Yang Diminta:
Jawab pertanyaan berikut berdasarkan teks tentang tingkat pengukuran di bawah.
(a) Jenis data apa saja yang dikenal dalam SPSS?
(b) Selain jender, apa contoh lain data nominal yang disebutkan?
(c) Apa contoh data ordinal yang diberikan?

Kutipan Teks:
Pertama adalah kesalahan dalam memilih tingkat pengukuran (level of measurement): nomimal, ordinal, interval, atau ratio. Dalam SPSS, misalnya, hanya dikenal tiga jenis data: categorical, ordinal, dan scale. yang terakhir digunakan untuk mengakomodasi data interval dan ratio.

Contoh data nominal adalah jender. Hanya ada dua(?) kemungkinan: pria dan wanita. Contoh lain adalah golongan darah. Contoh data ordinal adalah jenjang pendidikan; mulai sekolah dasar dampai dengan universitas. Kita bisa mengurutkan data ini; dengan menyimpulkan, misalnya pendidikan si A lebih tinggi dibandingkan dengan pendidikan si A. Contoh data interval adalah suhu (dalam Celcius, bukan dalam Kelvin) atau penghasilan. Kita bisa ‘membandingkan’ nilai internal, misalnya dengan mengatakan penghasilan si A dua kali penghasilan penghasilan si B. Contoh data ratio adalah suhu tetapi dalam derajat Kelvin atau Fahrenheit, di mana nilai 0 (nol) di sana berbeda dengan 0 (nol) dalam sistem Celcius. Dalam sistem Celcius (data interval), kita bisa menyimpulkan bahwa 100 derajat adalah dua kali lebih panas dibandingkan 50 derajat. Tidak demikian halnya dengan 100 dan 50 derajat Kelvin, karena acuan nilai derajat Kelvin atau Fahrenheit tidak dimulai dengan 0 (nol).

Bahan yang Diberikan:
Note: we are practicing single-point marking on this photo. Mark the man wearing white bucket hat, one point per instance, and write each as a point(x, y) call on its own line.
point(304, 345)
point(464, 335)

Jawaban:
(a) Categorical, ordinal, dan scale.
(b) Golongan darah.
(c) Jenjang pendidikan, mulai sekolah dasar hingga universitas.